Start Given records

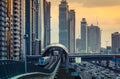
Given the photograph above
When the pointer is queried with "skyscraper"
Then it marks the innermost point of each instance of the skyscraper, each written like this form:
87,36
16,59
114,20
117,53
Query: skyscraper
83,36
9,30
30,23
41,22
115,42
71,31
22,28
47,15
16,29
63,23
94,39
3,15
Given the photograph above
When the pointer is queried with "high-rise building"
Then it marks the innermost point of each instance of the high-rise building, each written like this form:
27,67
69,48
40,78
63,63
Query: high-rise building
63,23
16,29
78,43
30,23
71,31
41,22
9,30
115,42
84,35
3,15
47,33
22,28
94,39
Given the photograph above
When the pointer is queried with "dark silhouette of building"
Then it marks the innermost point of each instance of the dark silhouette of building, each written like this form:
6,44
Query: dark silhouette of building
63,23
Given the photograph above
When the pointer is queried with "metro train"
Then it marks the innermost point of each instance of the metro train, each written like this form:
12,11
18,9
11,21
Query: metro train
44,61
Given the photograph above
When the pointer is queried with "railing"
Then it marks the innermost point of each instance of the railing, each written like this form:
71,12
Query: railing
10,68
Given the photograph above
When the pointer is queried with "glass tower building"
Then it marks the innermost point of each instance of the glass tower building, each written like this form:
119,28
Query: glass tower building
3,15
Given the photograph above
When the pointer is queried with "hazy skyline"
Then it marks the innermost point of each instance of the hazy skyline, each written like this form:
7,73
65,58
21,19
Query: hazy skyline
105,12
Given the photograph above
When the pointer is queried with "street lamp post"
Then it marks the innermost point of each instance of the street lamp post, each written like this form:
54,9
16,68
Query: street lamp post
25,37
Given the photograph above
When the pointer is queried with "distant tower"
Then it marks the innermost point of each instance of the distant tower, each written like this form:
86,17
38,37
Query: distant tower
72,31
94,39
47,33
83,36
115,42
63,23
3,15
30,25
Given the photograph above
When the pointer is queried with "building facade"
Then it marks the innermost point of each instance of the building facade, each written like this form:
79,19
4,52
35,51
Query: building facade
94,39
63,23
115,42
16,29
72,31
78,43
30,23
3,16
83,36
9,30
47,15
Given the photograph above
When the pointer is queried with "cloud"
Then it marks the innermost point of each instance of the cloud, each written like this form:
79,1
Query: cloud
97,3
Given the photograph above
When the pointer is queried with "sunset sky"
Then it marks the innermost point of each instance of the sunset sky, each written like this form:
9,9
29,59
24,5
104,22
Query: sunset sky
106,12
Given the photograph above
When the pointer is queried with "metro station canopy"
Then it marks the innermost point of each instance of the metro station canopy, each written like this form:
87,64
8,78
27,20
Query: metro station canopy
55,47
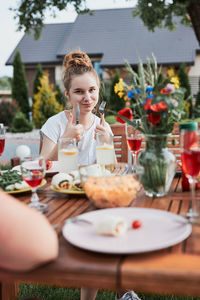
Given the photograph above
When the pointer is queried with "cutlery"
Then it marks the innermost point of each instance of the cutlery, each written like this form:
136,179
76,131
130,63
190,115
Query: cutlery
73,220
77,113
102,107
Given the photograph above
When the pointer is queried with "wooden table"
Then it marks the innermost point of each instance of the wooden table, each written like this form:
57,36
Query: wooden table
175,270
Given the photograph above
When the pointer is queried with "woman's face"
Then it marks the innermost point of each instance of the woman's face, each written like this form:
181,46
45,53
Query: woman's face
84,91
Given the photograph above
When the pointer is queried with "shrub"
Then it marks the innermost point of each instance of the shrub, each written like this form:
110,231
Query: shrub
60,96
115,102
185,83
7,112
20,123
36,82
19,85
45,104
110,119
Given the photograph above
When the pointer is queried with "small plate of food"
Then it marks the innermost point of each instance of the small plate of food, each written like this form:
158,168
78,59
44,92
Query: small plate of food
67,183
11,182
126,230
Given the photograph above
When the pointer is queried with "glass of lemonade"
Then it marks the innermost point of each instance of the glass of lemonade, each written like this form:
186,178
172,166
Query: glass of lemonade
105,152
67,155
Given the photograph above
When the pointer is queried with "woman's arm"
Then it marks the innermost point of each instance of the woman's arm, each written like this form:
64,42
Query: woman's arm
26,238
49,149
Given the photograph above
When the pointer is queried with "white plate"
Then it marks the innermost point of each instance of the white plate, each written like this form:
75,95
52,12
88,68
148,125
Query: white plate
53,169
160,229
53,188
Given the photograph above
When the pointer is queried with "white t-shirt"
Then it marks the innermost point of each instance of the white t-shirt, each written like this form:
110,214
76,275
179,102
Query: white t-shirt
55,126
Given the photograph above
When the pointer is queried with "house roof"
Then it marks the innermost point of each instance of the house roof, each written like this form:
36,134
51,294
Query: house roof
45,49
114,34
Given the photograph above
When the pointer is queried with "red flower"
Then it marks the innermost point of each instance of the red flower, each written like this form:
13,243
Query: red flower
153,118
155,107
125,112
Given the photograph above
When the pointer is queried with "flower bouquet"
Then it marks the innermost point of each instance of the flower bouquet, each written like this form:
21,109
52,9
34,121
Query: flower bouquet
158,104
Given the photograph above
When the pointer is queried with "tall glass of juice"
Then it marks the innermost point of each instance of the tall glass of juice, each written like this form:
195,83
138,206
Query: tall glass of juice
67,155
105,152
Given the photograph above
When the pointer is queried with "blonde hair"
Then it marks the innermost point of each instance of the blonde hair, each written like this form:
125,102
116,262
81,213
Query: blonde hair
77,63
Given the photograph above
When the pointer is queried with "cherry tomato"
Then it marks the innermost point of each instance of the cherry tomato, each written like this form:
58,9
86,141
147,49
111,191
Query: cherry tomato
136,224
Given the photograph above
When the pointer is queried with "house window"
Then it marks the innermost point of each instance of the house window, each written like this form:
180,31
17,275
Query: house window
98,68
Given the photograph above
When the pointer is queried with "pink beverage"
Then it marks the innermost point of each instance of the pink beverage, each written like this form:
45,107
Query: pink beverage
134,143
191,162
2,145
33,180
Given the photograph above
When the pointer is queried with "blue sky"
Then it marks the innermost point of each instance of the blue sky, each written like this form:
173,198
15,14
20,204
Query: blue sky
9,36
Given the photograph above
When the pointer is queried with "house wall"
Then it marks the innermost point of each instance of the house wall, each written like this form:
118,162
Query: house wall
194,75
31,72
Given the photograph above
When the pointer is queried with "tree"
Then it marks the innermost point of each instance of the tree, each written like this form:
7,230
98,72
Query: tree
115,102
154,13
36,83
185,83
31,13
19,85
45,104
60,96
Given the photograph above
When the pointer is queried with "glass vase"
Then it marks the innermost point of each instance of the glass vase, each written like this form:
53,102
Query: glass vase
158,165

End Given records
Start Given records

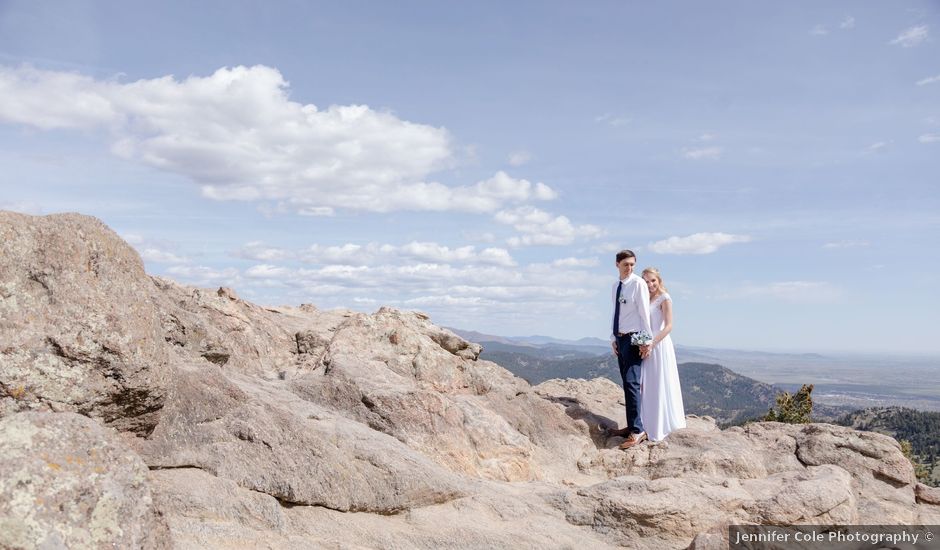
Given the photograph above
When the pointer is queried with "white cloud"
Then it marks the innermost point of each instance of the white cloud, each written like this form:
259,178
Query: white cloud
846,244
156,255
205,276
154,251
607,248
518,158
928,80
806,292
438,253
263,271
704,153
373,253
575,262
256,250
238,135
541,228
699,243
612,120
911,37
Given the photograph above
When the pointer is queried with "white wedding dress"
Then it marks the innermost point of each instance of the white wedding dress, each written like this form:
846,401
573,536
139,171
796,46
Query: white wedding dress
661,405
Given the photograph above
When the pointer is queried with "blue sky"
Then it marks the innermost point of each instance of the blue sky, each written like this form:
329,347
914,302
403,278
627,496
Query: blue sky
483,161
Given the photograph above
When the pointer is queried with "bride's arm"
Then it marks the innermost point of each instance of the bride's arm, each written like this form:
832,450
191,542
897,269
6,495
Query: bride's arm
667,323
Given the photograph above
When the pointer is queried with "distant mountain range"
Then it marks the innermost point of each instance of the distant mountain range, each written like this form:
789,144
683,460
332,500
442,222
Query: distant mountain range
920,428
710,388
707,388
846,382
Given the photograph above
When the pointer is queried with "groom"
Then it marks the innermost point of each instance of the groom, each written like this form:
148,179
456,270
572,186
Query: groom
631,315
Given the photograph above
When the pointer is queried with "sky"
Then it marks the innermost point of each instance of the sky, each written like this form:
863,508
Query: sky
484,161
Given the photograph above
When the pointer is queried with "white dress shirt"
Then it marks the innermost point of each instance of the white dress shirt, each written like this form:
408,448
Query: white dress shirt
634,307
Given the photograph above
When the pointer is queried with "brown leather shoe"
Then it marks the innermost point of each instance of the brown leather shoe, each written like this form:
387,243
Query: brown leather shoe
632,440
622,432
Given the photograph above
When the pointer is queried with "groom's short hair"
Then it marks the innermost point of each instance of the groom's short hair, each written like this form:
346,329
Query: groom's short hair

End Given records
Start Given records

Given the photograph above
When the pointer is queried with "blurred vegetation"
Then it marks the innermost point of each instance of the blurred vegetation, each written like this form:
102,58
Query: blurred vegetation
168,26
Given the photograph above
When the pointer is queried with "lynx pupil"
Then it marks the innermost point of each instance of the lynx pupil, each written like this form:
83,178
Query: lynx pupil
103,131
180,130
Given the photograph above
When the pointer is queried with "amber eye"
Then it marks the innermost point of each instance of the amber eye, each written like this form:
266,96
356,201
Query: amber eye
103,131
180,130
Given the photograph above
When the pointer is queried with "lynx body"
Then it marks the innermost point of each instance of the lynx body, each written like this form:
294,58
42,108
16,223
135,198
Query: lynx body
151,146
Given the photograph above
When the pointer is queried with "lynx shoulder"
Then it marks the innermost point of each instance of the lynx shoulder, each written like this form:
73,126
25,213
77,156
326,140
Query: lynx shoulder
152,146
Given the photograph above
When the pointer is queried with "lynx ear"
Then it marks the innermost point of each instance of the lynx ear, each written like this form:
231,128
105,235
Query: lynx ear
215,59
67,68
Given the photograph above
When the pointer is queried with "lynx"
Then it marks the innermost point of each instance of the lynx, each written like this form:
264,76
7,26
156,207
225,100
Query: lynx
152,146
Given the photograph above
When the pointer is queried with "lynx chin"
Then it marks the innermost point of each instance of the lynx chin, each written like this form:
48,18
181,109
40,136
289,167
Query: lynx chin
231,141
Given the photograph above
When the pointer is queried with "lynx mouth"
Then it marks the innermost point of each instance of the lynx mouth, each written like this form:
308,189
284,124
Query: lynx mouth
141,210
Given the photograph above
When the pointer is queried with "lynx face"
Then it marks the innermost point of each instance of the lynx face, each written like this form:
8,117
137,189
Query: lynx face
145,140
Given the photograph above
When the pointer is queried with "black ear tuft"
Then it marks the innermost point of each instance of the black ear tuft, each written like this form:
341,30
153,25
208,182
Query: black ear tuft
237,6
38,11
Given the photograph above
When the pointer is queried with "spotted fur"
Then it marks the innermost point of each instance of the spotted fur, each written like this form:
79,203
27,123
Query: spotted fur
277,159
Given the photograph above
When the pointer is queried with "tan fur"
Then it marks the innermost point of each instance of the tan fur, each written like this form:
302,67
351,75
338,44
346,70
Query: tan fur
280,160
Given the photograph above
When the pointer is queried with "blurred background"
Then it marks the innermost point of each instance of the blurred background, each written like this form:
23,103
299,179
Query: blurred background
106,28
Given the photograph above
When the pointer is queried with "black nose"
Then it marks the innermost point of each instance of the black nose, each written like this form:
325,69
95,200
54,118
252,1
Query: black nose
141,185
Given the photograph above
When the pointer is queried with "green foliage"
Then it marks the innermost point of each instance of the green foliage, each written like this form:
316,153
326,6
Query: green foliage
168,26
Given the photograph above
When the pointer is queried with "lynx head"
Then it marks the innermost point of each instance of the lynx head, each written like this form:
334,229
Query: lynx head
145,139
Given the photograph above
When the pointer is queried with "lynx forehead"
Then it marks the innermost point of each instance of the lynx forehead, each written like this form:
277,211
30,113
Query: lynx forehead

End Given records

--- Task ---
Extract every row above that contains the string "dress" and list each such row in full.

--- Written response ---
When the pointer is queried with "white wedding dress"
Then it marks the innermost point of each instance of the white wedding dress, each written like this form:
Query: white wedding dress
When the pointer is queried with "white dress shirt"
Then it marks the innermost point of each instance of the white dress shirt, each written like this form:
Query: white dress shirt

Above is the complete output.